▸ Required tasks:
a. Set down, word for word, the part of the Heavy Glow profile that opens with the words containing "Some of rock's" and closes with "exclusive roll call.".
b. Do the following statements agree with the Heavy Glow profile? Answer each with yes or no, and quote the deciding words of the profile exactly.
(i) Jared Mullins was born and raised in Detroit.
(ii) Jared wrote everything on Pearls & Swine.
(iii) Jared thinks of the first album as "glow."
c. Answer these questions from the Heavy Glow profile.
(i) Who plays bass in Heavy Glow?
(ii) Which song does Jared call a couple years old?
(iii) Which city does the profile place a rolling stone's throw from Cleveland?

— begin Supplied text —

Some of rock's greatest bands share an interesting quality: Soul. Cream, The Stooges, The Jimi Hendrix Experience, Afghan Whigs and Vanilla Fudge all played glorious rock at concussive volumes but were also swinging to an unmistakable beat, filtering their thunderous bluster through a soul crooner's sensibility. Heavy Glow qualifies for that exclusive roll call.
Heavy Glow frontman/creative sparkplug Jared Mullins was steeped in soulful rock, born and raised in Cleveland, Ohio -- a vibrant artistic influence and a rolling stone's throw from the Midwest's rock-and-soul capitol, Detroit, Michigan. Direct contact and distant proximity profoundly effected the guitarist/vocalist/songwriter as he compiled his musical toolbox, and that impact ripples through Heavy Glow's new release, the guitars-and-soul-to-11 swaggerfest of Pearls & Swine and Everything Fine.
"This record is more Motown to me," says Jared. "Some of those songs are a couple years old, like 'Fat Cat.' But that track didn't make sense on the previous record. I think of the first album as 'heavy' and this second album as 'glow,' " Jared notes.
Pearls & Swine and Everything Fine is potent proof of Heavy Glow's deep influences. The process that shaped the first two EPs and evolved with their full length debut achieves blistering fruition on Pearls & Swine and Everything Fine as Jared, bassist Joe Brooks and a battery of drummers forge dramatic new sounds from the familiar elements they've consistently utilized on a brutally personal, painfully honest and viscerally raw set of songs.
Heavy Glow constructs Pearls & Swine on a foundation of fuzz-fueled hard rock, appointed with psychedelically-tinted blues and beautifully textured washes of Motown/Memphis soul. Simultaneously, a punkish verve cattle prods the retro rock vibe squarely into right now.
In a departure, Jared wrote everything on Pearls & Swine. This possibly accounts for the more prominent soul music vibe. Still, no one will mistake this album for a Hitsville's archive nugget, unless there's a lost Motown chapter where Berry Gordy signed Blue Cheer.

— end Supplied text —
— begin Stored data —

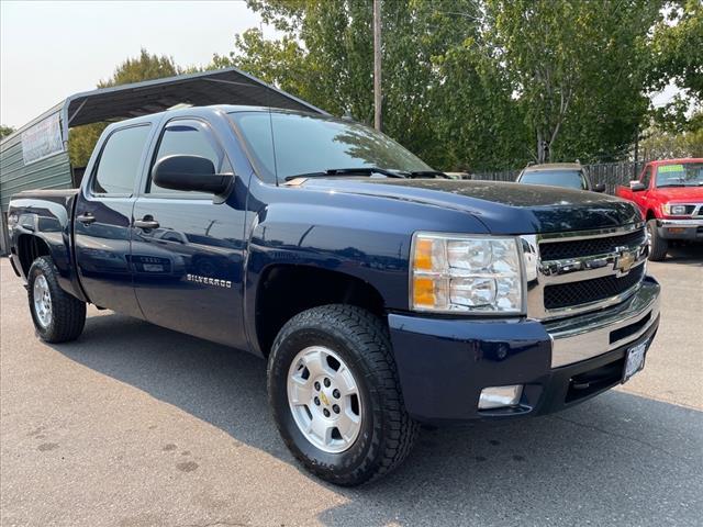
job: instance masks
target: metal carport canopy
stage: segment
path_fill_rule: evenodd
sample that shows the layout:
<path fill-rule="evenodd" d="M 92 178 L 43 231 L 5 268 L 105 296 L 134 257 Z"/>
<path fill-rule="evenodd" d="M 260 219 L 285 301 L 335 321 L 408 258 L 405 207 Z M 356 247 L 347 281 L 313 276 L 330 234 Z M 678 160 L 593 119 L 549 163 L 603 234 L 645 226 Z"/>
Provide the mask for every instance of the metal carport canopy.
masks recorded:
<path fill-rule="evenodd" d="M 137 117 L 180 103 L 272 106 L 326 114 L 237 68 L 226 68 L 76 93 L 66 99 L 62 111 L 64 138 L 72 126 Z"/>

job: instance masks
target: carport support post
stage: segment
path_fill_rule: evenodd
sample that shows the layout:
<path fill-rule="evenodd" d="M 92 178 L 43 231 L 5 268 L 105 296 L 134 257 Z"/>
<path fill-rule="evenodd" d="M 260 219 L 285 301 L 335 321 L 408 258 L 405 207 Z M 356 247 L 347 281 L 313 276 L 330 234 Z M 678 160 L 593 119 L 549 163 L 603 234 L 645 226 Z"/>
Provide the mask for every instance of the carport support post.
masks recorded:
<path fill-rule="evenodd" d="M 373 127 L 381 125 L 381 0 L 373 0 Z"/>

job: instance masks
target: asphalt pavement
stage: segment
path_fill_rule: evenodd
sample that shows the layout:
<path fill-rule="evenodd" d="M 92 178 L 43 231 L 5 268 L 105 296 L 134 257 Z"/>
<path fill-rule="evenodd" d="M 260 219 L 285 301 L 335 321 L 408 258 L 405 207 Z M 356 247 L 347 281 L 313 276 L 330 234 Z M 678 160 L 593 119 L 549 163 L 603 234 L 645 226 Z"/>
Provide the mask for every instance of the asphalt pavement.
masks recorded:
<path fill-rule="evenodd" d="M 701 525 L 703 247 L 650 272 L 646 369 L 553 416 L 421 434 L 359 489 L 308 475 L 279 439 L 263 360 L 109 311 L 43 344 L 1 260 L 2 526 Z"/>

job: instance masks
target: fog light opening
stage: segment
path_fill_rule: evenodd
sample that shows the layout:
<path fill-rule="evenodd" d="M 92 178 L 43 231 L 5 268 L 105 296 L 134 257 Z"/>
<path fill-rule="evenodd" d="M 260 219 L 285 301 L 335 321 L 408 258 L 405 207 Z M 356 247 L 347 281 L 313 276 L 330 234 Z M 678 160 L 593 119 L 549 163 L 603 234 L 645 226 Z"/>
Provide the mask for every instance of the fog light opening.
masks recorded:
<path fill-rule="evenodd" d="M 516 406 L 523 396 L 523 384 L 510 386 L 489 386 L 481 390 L 479 410 L 504 408 Z"/>

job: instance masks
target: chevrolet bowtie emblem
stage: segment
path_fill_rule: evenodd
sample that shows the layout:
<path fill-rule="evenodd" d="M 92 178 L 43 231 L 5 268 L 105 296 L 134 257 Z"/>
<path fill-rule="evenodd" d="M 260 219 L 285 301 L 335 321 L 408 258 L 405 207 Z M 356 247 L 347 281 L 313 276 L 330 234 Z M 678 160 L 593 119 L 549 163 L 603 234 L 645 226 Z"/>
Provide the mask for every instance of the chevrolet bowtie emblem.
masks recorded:
<path fill-rule="evenodd" d="M 635 255 L 629 250 L 622 250 L 615 260 L 615 270 L 627 274 L 635 264 Z"/>

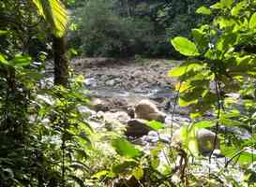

— end Stored data —

▸ Answers below:
a.
Some of rock's greatest bands share an interesting quality: Soul. Cream, The Stooges, The Jimi Hendrix Experience, Afghan Whigs and Vanilla Fudge all played glorious rock at concussive volumes but were also swinging to an unmistakable beat, filtering their thunderous bluster through a soul crooner's sensibility. Heavy Glow qualifies for that exclusive roll call.

b.
(i) No: "born and raised in Cleveland, Ohio"
(ii) Yes: "Jared wrote everything on Pearls & Swine"
(iii) No: "I think of the first album as 'heavy'"

c.
(i) Joe Brooks
(ii) "Fat Cat"
(iii) Detroit, Michigan